DESCRIPTION OF THE TASK - Scan each line of the records for the word "countertop" and extract the ones that have it.

Point localization data
____

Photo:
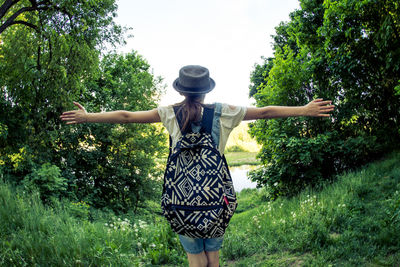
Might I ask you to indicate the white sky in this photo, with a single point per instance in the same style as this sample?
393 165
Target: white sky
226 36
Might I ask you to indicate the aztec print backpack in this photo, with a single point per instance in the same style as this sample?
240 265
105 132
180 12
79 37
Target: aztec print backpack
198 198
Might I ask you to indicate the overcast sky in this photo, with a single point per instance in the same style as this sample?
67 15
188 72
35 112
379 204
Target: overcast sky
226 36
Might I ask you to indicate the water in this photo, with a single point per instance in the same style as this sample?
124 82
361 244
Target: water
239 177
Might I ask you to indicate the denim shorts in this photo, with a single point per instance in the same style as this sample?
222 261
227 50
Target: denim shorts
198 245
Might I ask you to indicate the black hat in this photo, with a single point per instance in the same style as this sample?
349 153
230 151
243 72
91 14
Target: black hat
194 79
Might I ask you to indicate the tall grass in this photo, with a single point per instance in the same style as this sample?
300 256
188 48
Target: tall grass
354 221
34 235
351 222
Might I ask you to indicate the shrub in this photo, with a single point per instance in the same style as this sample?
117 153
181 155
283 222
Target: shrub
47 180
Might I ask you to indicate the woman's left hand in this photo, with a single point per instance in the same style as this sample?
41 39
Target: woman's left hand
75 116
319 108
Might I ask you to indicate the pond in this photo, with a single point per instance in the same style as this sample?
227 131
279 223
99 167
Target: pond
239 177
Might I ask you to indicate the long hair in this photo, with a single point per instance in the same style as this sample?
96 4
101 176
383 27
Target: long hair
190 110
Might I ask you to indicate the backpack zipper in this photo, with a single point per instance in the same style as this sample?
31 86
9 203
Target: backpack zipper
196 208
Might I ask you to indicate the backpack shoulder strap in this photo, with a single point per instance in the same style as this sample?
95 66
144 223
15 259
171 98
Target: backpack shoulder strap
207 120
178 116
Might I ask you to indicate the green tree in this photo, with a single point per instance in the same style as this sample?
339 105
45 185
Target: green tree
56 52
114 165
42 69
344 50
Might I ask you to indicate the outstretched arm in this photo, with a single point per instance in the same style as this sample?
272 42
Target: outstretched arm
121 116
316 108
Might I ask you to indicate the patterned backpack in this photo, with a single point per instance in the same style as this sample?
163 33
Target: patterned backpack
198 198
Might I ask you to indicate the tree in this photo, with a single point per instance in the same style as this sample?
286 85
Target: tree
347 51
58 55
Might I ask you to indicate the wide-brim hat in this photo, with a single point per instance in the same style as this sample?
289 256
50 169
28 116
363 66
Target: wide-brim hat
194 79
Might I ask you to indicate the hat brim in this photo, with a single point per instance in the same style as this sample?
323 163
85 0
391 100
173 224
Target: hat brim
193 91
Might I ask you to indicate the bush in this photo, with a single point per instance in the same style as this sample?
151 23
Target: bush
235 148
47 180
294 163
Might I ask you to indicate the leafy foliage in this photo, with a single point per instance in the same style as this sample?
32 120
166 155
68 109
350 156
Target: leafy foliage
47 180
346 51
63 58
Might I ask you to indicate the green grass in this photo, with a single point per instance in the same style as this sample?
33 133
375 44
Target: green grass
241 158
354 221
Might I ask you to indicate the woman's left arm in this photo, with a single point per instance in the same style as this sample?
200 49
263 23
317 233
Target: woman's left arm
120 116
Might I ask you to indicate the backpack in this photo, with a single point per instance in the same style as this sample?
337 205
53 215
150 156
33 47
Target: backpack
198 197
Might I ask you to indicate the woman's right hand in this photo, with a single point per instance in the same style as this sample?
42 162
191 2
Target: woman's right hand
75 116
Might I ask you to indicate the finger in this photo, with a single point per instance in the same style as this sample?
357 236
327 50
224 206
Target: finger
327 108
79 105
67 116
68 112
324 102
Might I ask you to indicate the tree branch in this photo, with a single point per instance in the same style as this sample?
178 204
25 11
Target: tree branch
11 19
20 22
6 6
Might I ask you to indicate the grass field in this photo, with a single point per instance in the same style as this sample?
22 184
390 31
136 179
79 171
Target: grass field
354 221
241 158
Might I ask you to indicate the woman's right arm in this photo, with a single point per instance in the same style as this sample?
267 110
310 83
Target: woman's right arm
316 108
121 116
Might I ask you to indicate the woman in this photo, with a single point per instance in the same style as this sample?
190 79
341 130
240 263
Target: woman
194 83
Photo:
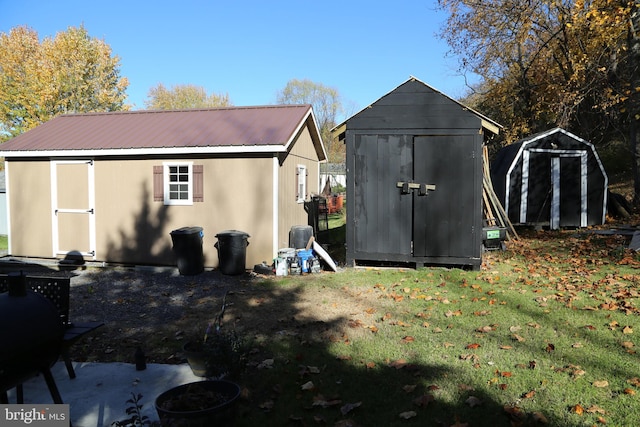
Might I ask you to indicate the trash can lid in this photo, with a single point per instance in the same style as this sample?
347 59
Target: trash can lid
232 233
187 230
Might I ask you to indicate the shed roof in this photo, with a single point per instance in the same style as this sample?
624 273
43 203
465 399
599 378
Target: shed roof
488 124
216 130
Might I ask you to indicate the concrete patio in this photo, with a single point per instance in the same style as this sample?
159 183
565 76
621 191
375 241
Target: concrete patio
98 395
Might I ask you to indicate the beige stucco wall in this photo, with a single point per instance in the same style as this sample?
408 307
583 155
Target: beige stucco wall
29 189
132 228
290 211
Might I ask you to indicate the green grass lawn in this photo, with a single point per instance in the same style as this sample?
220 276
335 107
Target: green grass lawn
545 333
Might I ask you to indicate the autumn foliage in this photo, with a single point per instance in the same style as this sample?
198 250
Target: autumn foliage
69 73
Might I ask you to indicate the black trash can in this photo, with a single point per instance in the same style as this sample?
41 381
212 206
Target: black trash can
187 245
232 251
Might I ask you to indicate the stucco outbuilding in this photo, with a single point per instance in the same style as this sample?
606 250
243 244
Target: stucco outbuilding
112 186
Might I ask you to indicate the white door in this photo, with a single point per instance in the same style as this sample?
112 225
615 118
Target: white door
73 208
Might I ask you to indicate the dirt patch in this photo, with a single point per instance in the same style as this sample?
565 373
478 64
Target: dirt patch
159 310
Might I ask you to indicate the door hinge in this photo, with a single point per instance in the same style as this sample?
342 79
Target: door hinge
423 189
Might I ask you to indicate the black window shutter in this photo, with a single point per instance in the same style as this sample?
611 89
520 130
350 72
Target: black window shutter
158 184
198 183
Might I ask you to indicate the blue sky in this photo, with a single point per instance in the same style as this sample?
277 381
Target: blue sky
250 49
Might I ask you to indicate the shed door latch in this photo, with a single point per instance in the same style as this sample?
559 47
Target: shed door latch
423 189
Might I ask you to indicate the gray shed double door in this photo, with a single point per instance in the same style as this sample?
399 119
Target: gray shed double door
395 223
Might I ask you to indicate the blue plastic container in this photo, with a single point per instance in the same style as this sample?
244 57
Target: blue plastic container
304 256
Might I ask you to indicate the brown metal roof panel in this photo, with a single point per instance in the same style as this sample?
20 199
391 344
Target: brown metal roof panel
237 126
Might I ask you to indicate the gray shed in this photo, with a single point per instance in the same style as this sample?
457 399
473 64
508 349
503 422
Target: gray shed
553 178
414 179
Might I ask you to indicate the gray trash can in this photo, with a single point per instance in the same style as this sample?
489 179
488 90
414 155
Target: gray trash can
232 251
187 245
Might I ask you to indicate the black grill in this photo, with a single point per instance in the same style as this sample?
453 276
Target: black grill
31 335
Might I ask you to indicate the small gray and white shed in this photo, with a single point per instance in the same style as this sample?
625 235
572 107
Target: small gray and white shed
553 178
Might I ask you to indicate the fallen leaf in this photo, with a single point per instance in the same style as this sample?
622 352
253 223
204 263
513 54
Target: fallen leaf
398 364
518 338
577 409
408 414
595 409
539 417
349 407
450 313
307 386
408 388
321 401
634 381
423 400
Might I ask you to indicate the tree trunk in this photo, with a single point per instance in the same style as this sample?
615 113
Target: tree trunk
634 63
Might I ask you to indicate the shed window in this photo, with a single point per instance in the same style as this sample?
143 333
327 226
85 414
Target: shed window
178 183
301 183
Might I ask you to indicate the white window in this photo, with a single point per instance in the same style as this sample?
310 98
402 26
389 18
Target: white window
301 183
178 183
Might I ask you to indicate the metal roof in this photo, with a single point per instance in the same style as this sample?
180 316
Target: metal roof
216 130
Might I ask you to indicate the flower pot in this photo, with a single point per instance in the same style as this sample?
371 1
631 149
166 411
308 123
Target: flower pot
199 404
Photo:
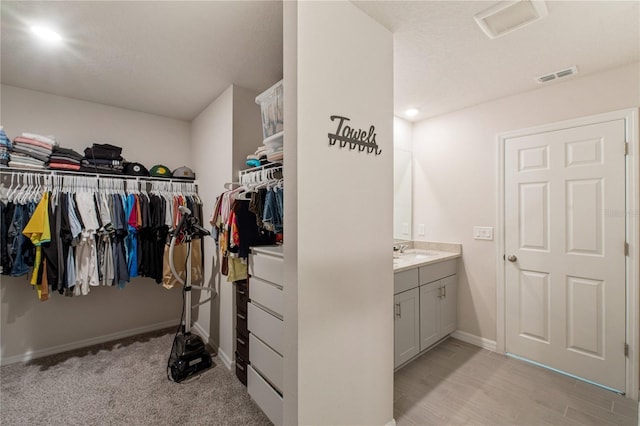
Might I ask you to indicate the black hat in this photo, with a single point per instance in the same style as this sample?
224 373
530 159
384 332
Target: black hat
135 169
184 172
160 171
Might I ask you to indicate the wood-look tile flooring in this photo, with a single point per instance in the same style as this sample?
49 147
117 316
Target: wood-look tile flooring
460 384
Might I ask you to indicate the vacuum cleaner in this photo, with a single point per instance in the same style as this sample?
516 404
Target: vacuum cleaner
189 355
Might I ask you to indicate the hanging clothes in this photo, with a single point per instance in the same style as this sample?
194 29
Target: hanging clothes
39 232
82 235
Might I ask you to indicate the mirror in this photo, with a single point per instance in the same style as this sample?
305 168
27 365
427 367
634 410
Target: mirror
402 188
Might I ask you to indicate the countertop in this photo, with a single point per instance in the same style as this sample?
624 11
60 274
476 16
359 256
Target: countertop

____

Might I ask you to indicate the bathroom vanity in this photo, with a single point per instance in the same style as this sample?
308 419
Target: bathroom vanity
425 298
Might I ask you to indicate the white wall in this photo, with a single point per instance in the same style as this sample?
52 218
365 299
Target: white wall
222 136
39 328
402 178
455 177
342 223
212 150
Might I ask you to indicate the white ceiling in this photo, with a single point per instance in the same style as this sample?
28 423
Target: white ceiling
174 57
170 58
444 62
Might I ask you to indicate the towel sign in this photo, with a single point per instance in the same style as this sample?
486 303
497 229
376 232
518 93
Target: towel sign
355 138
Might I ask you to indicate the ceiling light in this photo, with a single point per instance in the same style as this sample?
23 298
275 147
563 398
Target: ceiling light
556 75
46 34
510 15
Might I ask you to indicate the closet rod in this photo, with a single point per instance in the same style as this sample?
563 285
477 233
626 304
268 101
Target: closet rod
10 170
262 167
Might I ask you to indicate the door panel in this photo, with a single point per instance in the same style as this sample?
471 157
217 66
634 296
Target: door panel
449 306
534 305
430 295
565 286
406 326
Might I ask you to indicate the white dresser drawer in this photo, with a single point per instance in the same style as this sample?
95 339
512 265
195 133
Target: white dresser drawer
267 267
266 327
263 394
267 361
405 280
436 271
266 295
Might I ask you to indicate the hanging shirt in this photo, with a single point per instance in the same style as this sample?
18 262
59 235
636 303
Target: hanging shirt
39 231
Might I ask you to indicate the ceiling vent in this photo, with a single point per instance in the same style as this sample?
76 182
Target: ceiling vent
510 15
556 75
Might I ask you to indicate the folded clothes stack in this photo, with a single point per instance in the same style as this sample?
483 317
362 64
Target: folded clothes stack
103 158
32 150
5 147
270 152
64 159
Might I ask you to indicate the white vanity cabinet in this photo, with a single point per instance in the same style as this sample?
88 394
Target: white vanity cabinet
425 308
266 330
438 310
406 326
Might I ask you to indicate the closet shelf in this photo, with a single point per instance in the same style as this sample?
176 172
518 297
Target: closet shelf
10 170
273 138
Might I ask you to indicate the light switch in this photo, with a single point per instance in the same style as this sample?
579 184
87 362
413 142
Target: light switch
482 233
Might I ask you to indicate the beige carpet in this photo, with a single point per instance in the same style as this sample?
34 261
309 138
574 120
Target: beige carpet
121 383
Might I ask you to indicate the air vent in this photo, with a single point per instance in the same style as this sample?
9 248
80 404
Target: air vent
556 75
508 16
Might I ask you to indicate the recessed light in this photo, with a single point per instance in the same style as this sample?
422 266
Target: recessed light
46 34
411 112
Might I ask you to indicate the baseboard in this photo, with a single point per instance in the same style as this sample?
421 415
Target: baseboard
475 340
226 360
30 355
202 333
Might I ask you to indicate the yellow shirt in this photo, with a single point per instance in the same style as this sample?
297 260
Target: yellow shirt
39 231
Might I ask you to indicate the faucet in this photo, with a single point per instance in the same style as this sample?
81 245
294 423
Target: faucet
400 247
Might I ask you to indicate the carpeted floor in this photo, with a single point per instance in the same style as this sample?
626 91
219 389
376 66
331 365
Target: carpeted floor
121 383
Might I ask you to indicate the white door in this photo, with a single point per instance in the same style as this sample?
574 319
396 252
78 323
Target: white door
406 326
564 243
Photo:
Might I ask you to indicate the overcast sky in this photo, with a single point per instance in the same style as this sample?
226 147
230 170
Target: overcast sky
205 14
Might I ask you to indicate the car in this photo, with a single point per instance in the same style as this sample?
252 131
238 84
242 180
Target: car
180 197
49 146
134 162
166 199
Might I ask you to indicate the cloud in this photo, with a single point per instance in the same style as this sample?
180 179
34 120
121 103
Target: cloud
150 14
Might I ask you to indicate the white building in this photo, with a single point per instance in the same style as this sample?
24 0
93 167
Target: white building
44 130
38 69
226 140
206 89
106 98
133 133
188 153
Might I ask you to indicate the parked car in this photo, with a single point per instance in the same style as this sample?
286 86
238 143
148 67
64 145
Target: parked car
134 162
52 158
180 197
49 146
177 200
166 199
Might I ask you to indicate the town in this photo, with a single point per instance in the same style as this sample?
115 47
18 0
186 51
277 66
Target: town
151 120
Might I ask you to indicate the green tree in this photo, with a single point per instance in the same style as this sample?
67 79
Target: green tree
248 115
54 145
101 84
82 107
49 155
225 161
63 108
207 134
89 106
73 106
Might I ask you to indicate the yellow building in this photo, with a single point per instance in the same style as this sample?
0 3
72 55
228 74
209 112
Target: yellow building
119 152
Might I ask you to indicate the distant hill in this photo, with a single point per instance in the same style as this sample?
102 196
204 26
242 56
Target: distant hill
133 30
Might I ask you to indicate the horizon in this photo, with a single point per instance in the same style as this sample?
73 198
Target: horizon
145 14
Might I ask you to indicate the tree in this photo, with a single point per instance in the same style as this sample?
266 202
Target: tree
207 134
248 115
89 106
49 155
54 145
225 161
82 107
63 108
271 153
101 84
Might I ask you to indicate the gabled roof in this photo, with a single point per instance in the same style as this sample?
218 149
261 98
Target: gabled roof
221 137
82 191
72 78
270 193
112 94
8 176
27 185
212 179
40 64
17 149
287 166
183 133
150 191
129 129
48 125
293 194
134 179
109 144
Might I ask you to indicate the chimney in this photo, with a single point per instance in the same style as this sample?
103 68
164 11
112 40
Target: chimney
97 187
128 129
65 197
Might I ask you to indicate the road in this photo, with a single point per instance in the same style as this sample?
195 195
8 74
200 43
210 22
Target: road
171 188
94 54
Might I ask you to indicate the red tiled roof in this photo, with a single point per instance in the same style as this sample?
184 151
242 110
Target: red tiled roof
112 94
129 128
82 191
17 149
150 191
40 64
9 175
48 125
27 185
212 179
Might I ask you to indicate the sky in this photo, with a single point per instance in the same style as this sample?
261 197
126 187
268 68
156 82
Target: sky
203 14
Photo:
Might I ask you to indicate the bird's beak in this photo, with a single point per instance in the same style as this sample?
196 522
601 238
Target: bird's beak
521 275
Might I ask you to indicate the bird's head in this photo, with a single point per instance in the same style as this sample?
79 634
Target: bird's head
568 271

____

YOUR RESPONSE -
Might I ask you to indicate the countertop in this photo, with a single point per instance in the same style as this sample?
Target: countertop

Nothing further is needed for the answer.